→ **WRITTEN REQUEST**
Copy out the records below, swapping every "thickest" for "widest" and changing nothing else.

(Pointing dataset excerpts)
★ ★ ★ ★ ★
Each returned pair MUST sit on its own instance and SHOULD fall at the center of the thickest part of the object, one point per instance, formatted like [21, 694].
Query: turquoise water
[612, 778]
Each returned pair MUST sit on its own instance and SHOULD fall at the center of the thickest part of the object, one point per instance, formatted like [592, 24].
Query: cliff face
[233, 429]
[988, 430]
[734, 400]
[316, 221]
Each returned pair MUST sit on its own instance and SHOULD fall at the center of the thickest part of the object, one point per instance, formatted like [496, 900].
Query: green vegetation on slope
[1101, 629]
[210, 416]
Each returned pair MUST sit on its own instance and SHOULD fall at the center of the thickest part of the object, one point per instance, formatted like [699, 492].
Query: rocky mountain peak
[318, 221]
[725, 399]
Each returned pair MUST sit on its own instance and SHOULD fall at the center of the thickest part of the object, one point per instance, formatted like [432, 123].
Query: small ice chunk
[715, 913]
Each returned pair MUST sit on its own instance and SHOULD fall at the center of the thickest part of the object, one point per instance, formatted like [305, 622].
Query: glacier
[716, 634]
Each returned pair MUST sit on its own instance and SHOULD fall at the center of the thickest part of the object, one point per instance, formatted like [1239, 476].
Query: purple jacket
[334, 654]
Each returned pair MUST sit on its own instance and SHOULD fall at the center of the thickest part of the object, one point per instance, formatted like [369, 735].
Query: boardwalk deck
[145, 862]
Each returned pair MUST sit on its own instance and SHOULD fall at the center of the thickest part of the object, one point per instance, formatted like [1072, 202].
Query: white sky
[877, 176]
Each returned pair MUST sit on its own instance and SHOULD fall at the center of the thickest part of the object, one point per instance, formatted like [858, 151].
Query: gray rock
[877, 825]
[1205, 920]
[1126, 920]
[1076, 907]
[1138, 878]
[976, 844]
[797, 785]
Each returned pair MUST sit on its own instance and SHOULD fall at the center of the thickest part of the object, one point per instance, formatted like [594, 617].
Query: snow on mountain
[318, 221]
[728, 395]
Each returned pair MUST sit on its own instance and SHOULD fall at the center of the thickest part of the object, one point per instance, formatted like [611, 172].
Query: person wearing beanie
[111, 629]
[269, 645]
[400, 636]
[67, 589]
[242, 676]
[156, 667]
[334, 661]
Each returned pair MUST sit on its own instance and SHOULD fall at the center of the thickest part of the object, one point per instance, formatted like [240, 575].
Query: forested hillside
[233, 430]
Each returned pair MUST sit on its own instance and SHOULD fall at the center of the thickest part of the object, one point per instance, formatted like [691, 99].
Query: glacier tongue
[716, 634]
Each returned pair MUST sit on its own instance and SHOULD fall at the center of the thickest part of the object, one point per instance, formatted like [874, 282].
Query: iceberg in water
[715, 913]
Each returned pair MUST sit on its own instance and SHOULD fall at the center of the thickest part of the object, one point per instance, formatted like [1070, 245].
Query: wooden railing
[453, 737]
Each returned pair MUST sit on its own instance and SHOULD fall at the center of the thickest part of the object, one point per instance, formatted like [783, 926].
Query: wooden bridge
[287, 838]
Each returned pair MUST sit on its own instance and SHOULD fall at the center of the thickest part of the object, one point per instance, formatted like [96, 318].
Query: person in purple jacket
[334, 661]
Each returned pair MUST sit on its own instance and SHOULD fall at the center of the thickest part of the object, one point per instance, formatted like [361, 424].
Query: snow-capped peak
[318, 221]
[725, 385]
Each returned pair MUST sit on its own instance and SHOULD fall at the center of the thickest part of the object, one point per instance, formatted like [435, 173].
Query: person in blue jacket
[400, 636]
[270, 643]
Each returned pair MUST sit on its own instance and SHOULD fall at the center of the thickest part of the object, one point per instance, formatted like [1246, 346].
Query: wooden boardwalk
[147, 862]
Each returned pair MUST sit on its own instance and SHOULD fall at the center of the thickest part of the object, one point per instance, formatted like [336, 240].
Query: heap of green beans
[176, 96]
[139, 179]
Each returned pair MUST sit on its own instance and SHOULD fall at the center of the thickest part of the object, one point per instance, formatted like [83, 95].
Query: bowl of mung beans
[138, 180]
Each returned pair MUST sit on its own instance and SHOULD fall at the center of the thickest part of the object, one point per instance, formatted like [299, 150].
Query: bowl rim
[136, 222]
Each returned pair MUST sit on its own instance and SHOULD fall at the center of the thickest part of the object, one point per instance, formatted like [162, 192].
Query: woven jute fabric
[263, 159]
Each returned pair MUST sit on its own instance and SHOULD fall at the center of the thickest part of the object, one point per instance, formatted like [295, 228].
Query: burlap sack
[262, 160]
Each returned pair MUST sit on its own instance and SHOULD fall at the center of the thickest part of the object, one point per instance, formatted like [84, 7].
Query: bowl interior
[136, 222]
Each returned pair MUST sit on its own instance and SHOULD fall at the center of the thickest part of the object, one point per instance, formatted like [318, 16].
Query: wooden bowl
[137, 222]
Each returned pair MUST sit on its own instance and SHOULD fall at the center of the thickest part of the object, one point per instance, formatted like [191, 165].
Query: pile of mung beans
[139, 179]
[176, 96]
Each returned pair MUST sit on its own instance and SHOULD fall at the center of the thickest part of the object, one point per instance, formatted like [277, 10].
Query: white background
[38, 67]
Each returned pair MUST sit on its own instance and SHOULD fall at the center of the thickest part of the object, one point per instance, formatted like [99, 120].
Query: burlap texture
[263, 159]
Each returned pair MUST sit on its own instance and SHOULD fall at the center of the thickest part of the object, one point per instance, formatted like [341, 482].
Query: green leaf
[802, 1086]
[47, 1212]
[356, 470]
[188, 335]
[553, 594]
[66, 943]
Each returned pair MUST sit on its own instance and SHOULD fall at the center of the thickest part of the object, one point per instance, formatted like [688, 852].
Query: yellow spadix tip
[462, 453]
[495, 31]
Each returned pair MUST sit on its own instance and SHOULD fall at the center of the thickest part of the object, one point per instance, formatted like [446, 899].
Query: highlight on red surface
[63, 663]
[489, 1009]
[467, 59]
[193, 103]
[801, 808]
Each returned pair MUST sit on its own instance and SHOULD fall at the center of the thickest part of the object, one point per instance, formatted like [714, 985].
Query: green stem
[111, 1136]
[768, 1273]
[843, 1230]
★ ★ ★ ★ ★
→ **FULL SOLUTION**
Each returned pair MUST sit on its own instance and SHOULD fall at the center of the widest part of the object, one point per instance, formatted like [21, 694].
Query: turquoise water
[612, 778]
Each returned pair MUST sit on its own instance and SHOULD fall at the center of the widest part of the object, one point per instance, formatted like [592, 24].
Query: cliff face
[233, 429]
[988, 430]
[734, 400]
[316, 221]
Each returned pair MUST sit on its own instance and SHOULD fall at the center of the widest part of the object, one point per instance, formatted like [496, 900].
Query: green vegetation on slope
[1101, 629]
[210, 416]
Each returned pair MUST sit on its own instance and SHOULD fall at the center of the widest part of the object, one point per instance, formatted like [699, 492].
Query: rocky mountain peak
[318, 221]
[725, 399]
Each returned pair MUST sit on its own instance and SHOULD fall at the center of the widest part of the object, one point per instance, formatted like [432, 123].
Query: small ice chunk
[715, 913]
Each returned pair MUST sit on its own instance and SHOULD fall at the center of the widest part of the object, one point per instance, formatted like [305, 622].
Query: glacier
[716, 634]
Each returned pair MUST sit on its own instance and SHOULD fall at the center of the widest part of the object, one point per instance, formatted like [1239, 476].
Query: purple jacket
[334, 654]
Each returned pair MUST sit on its own instance and SHOULD fall at the center of the widest part of the object, one point per instance, formatted like [369, 735].
Query: boardwalk deck
[145, 862]
Each returned pair MUST sit on its own instance and SHOULD fall at the center of the widest part of the object, one point per instance, formatted like [1072, 202].
Query: white sky
[877, 176]
Each returned pair MUST sit on its own instance and SHOULD fall at the center of the widest part of the object, one point per instance, formatted like [858, 151].
Query: gray rock
[877, 825]
[1205, 920]
[1126, 920]
[1076, 907]
[1138, 878]
[976, 844]
[797, 785]
Each returned pair MUST sit on its own instance and SHOULD fall at the center of the widest part of the object, one point per instance, formatted like [594, 617].
Query: snow on mountain
[318, 221]
[728, 395]
Each returned pair MUST sit on its own instance and SHOULD fall at the center of the widest part of the object, one point per instance, formatted like [611, 172].
Query: person wearing beanie
[111, 629]
[269, 645]
[400, 636]
[67, 589]
[242, 676]
[156, 667]
[334, 661]
Each returned pair MUST sit on its own instance and SHOULD fall at the center of the widest part of the object, one point per instance, formatted like [240, 575].
Query: forested hillside
[233, 430]
Each returned pair MUST sit on its own instance and SHOULD fall at the center of the widest part of the object, one point per instance, formatted like [691, 99].
Query: glacier tongue
[716, 634]
Each returned pair MUST sit on its own instance and SHOULD fall at the center of the widest part of the object, one point per instance, formatted like [874, 282].
Query: iceberg in water
[715, 913]
Each returned pair MUST sit on its own instance and SHOULD fall at the center of the widest part of the object, one point per instance, formatted like [1070, 245].
Query: wooden railing
[453, 737]
Each returned pair MUST sit on its own instance and SHOULD fall at the center of the widest part of the object, one point per instance, formatted like [783, 926].
Query: wooden bridge
[287, 838]
Each returned pair MUST sit on its own instance and SHOULD fall at the center of the widest part of the object, one point per instance, formatted like [96, 318].
Query: person in purple jacket
[334, 661]
Each returned pair MUST sit on its own instance and SHOULD fall at the center of the widest part of the object, one point per instance, formatted like [361, 424].
Query: snow-capped peak
[318, 221]
[725, 385]
Each returned pair MUST sit on its own instance and SHOULD fall at the center of the widest part of the object, one point per instance, formatted like [435, 173].
Query: person in blue jacket
[400, 636]
[270, 643]
Each returned pair MUST sit on its own instance and SHOULD fall at the center of the widest part of the object, one point per instance, formatted like [1246, 346].
Query: wooden boardwalk
[147, 862]
Each returned pair MUST sit on its own instance and SHOULD fall at the center of the widest part of the object, one point per instance, formatted like [336, 240].
Query: heap of green beans
[176, 96]
[139, 179]
Each returned pair MUST sit on its own instance and SHOULD fall at the center of the widest part of the object, one point per instance, formatted like [83, 95].
Query: bowl of mung beans
[138, 180]
Each returned pair MUST sit on its own instance and SHOULD fall at the center of the widest part of the object, one point per instance, formatted like [299, 150].
Query: bowl rim
[136, 222]
Each returned pair MUST sit on its own instance and SHOULD fall at the center of the widest part of the object, one point per instance, formatted like [162, 192].
Query: woven jute fabric
[263, 159]
Each returned pair MUST sit on its own instance and SHOULD fall at the center of the widest part of the object, one point per instance, formatted like [295, 228].
Query: burlap sack
[262, 160]
Each returned pair MUST sit on its own instance and SHOULD fall at the center of the widest part of the object, one point per instance, formatted like [84, 7].
Query: bowl interior
[136, 222]
Each returned pair MUST sit on its own instance and SHOULD fall at the center of the widest part of the object, one point per instance, formatted like [318, 16].
Query: wooden bowl
[137, 222]
Each returned pair MUST sit on its own instance and SHOULD fall at the center of the widest part of the object, one point per instance, formatted like [191, 165].
Query: pile of mung beans
[139, 179]
[176, 96]
Each returned pair MUST sit on its own instance and SHOULD fall at the center of the widest part of the object, one point per instance, formatted like [277, 10].
Query: white background
[38, 67]
Each returned pair MUST sit on its own instance and SHOULD fall at the center of the widest part of the object, one point per instance, formatted like [99, 120].
Query: burlap texture
[263, 159]
Each returned pair MUST sit on its own instance and SHOULD fall at the center of the widest part of the object, one point per instance, formatted like [341, 482].
Query: green leaf
[802, 1086]
[47, 1212]
[356, 470]
[188, 335]
[553, 594]
[66, 943]
Each returned pair MUST sit on its own instance and SHOULD fall at the center of the widest part of the object, one point per instance, formatted like [688, 852].
Query: yellow spadix tip
[462, 453]
[495, 31]
Each returned pair MUST sit on its own instance and SHOULD fall at the center of the widest part of the object, one point per instance, formatted like [446, 899].
Query: highlight on red surface
[63, 663]
[489, 1009]
[467, 59]
[193, 103]
[801, 808]
Each returned pair MUST sit on its own instance and SHOULD fall at the center of the widest part of the object, one point per instance, formatted like [714, 985].
Query: green stem
[111, 1136]
[768, 1273]
[843, 1230]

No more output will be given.